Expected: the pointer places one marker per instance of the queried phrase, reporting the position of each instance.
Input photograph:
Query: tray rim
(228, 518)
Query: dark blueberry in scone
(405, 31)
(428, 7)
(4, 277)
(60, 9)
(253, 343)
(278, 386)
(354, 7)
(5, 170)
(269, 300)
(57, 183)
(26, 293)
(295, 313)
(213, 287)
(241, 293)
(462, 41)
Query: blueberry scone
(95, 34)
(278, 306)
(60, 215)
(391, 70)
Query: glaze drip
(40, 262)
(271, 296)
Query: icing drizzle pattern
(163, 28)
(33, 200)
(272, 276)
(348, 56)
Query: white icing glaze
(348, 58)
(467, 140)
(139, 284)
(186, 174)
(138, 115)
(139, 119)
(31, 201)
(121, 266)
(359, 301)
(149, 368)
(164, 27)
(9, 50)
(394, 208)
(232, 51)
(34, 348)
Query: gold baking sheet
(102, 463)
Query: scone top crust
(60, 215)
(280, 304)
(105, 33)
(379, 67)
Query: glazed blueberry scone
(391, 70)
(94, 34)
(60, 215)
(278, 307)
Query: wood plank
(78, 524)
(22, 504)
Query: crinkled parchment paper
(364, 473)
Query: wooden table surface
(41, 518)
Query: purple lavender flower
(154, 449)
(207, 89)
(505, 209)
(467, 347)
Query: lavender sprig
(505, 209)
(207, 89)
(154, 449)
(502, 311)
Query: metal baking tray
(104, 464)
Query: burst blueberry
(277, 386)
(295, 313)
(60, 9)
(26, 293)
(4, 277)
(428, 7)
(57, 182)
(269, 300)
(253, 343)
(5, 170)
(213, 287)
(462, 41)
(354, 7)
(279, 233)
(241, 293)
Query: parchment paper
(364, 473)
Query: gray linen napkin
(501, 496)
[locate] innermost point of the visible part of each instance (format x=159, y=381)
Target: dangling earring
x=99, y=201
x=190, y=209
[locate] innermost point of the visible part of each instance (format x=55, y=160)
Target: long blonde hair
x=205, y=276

════════════════

→ **WHAT IS REQUIRED**
Your output should be the lines from the one with "(format x=159, y=381)" through the last line of the entries above, copied exactly and nothing more.

→ **OUTPUT FOR THIS TASK**
[locate] innermost point of the visible part of each instance (format x=159, y=381)
Target: dangling earring
x=99, y=201
x=190, y=209
[locate] innermost point of the visible part of each instance (format x=55, y=160)
Target: long blonde hair
x=205, y=276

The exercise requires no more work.